In tree-based systems, carbon sequestration is a dynamic process and can be divided into phases. At establishment phase, many systems are likely to be source of GHGs. These follow a quick accumulation phase and a maturation period when tons of carbon are stored in boles, stems, and roots of trees and in soils. At the end of rotation period, when the trees are harvested and land returned to cropping (sequential systems), part of carbon will be released back to the atmosphere (Dixon 1995). In case of simultaneous systems like hedgerow intercropping, silvopastoral systems and agrisilviculture systems; fate of carbon will be different. Therefore, effective sequestration can only be considered if there is a positive net carbon balance from an initial stock after a few decades (Feller et al. 2001). In fact, practice of agroforestry system in and around the natural wetlands may be unique, which could lead to the irreversible alteration in the major ecological functions of wetlands (Box 1).

There are several mechanisms that influence the carbon storage capacity of a wetland ecosystem. For instance, wetland trees and other plants convert atmospheric carbon dioxide into biomass through the mechanism of photosynthesis. Hence carbon may be temporarily stored in wetlands as trees and plants and the living material which feed upon them, and detritus including fallen plants and animals which feed upon them. Many wetland plants are known to use atmospheric CO2 as the C source, and their death/decay and ultimate settlement at a wetland bottom can have profound effect on C sequestration. This mechanism even varies along the latitudinal gradient where growth of vegetation is slow for high latitude wetlands with less sun, nutrient, and colder temperature.

------------------------------------------------------------------------

REQUEST 1: Translate this sentence from the wetland carbon passage into Spanish: "There are several mechanisms that influence the carbon storage capacity of a wetland ecosystem."
The passage and the records have no connection to each other.

Collected data entries
------------------------------------------------------------------------

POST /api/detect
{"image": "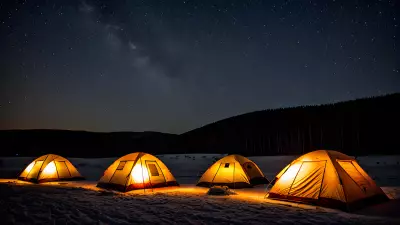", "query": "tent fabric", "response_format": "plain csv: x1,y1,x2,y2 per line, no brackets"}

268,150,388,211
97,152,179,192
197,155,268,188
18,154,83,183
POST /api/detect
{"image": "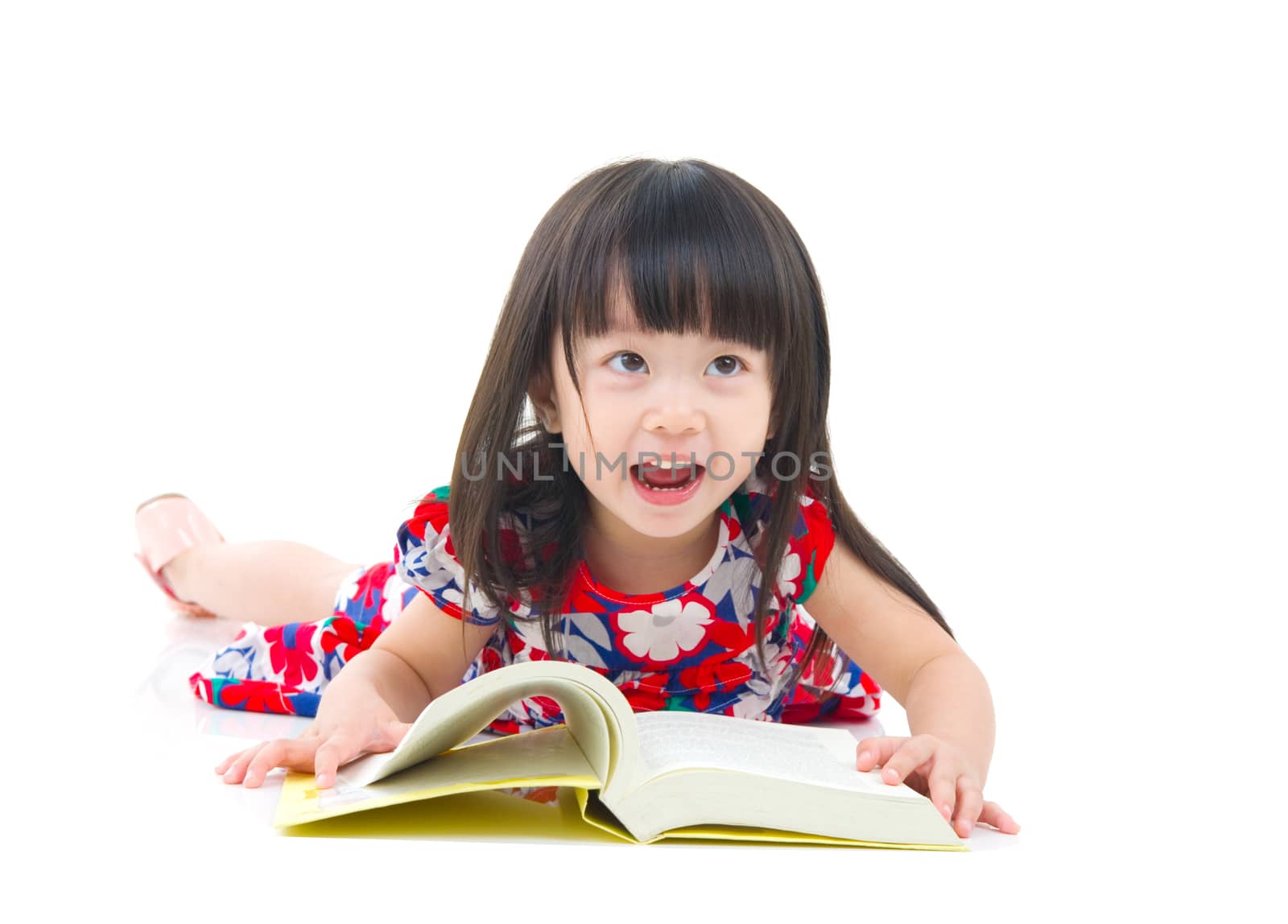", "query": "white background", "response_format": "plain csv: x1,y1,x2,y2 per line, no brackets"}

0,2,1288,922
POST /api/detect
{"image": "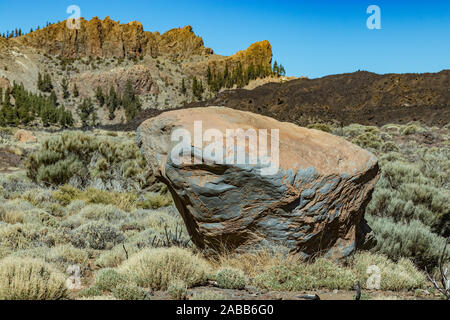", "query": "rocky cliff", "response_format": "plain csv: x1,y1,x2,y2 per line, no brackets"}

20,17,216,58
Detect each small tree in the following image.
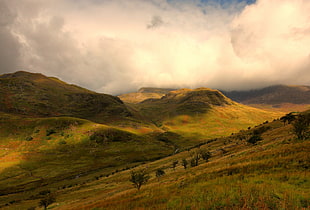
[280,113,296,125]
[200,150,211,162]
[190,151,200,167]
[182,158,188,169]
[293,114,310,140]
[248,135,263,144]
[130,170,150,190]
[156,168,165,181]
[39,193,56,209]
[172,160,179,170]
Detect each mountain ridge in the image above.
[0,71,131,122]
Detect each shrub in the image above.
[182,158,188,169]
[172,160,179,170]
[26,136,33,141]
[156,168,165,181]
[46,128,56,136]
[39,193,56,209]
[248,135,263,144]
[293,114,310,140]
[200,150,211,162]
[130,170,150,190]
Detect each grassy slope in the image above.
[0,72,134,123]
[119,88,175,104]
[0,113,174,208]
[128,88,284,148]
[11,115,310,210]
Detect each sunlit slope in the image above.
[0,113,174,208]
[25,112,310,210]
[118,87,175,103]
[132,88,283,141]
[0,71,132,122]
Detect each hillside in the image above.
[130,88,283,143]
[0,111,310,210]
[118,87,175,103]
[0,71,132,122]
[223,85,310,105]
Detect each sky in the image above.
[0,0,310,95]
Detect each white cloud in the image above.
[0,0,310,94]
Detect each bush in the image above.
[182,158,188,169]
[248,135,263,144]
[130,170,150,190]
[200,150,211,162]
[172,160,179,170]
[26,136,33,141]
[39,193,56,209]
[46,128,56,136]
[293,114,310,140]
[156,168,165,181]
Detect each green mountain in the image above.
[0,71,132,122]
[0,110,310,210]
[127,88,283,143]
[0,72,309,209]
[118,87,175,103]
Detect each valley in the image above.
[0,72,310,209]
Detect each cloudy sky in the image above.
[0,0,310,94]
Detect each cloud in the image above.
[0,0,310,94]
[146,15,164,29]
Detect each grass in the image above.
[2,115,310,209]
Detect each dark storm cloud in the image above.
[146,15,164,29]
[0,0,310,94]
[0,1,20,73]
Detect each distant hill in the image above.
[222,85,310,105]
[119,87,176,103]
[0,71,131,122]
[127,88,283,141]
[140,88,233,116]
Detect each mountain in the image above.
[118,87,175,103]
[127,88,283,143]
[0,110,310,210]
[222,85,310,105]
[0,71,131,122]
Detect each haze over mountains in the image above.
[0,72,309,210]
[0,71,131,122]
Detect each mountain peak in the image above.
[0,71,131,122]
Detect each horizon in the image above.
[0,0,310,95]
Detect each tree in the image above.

------------------------------------------------------------------------

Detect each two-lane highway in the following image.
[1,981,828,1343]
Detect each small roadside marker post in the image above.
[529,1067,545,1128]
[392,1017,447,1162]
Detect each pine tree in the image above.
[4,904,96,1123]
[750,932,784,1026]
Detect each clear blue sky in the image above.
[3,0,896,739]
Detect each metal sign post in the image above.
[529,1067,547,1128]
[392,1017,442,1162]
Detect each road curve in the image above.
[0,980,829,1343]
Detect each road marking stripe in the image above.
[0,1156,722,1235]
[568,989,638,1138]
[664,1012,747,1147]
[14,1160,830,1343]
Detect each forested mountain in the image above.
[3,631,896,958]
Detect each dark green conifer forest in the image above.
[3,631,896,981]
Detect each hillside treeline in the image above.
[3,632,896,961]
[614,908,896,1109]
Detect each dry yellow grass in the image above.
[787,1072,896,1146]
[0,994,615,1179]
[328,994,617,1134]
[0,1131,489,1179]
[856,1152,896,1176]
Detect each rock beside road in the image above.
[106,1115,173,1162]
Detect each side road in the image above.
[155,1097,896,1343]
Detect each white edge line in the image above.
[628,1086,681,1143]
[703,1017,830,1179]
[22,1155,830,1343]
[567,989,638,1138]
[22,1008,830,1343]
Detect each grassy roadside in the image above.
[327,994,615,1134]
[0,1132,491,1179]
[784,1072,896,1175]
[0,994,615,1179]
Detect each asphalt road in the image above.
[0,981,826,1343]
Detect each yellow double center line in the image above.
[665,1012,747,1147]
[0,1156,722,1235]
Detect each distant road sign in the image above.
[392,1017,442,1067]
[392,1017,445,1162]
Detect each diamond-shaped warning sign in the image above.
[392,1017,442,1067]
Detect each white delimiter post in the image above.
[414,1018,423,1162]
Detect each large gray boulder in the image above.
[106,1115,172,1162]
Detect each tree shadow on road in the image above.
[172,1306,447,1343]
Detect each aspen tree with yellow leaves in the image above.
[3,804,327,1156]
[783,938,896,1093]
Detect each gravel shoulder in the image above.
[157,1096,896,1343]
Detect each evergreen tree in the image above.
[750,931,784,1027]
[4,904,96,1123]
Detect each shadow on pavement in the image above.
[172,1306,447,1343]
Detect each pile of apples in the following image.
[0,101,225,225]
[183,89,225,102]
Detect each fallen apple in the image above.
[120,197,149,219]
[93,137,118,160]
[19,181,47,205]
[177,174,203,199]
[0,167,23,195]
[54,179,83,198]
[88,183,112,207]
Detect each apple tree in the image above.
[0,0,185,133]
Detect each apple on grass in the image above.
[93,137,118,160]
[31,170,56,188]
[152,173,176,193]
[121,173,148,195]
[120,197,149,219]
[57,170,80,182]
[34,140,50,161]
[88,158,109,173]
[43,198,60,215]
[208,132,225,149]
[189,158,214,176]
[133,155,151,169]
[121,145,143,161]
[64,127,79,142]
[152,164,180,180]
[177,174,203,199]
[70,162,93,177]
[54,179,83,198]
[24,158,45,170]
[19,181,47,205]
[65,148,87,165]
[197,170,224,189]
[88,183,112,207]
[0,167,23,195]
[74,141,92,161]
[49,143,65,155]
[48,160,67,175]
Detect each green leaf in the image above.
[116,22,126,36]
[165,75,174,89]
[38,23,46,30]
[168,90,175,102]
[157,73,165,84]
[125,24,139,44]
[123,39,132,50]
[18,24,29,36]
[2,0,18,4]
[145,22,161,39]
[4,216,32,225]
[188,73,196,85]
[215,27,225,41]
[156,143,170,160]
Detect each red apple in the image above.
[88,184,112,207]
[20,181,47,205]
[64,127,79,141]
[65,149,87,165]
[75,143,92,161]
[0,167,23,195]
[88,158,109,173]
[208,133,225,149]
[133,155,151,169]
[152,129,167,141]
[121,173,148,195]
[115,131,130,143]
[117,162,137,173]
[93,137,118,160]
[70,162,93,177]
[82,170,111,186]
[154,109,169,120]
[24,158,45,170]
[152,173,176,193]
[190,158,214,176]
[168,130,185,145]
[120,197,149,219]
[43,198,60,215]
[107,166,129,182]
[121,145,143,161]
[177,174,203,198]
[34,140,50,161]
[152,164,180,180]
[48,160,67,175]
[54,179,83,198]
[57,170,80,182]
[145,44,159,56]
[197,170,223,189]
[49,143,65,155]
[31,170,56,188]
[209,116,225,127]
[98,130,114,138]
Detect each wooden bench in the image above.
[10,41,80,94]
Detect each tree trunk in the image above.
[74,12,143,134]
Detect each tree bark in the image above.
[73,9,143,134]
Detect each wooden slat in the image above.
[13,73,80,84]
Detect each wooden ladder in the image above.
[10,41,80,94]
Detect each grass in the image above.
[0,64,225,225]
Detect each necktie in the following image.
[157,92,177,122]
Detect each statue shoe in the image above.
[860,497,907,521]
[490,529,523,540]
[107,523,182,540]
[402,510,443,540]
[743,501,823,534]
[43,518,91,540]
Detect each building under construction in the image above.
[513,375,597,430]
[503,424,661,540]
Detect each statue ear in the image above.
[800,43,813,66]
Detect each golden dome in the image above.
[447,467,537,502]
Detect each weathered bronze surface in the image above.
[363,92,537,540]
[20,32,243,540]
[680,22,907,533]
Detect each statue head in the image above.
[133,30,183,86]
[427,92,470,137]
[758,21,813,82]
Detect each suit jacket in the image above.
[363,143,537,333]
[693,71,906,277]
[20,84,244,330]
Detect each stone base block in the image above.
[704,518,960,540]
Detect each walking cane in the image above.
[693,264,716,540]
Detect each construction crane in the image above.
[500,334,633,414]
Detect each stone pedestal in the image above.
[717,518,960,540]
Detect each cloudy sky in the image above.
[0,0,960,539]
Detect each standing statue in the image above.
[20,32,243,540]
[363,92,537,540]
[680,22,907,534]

------------------------------------------------------------------------

REQUEST 2: Reproduce the lines of the records from the line with "Detect each building" to the line with "[680,22,907,534]", including both of those lines.

COMPLETE OUTPUT 1: Existen varios mecanismos que influyen en la capacidad de almacenamiento de carbono de un ecosistema de humedal.

COMPLETE OUTPUT 2:
Detect each building under construction in the image above.
[513,375,597,430]
[503,424,661,540]
Detect each statue ear in the image above.
[800,43,813,66]
Detect each golden dome in the image above.
[447,467,537,502]
Detect each weathered bronze surface in the image above.
[363,92,537,540]
[20,32,243,540]
[680,22,907,533]
Detect each statue head in the image above.
[133,30,183,86]
[427,92,470,137]
[758,21,813,82]
Detect each suit jacket in the image above.
[363,143,537,333]
[693,71,906,277]
[20,84,244,330]
Detect each stone base block in the image above.
[704,518,960,540]
Detect each walking cane in the image above.
[693,264,716,540]
Detect each construction crane in the image above.
[500,334,633,414]
Detect each stone pedestal in the image above.
[717,518,960,540]
Detect each cloudy sky in the image above.
[0,0,960,539]
Detect each standing statue in the image above.
[20,32,243,540]
[363,92,537,540]
[680,22,907,534]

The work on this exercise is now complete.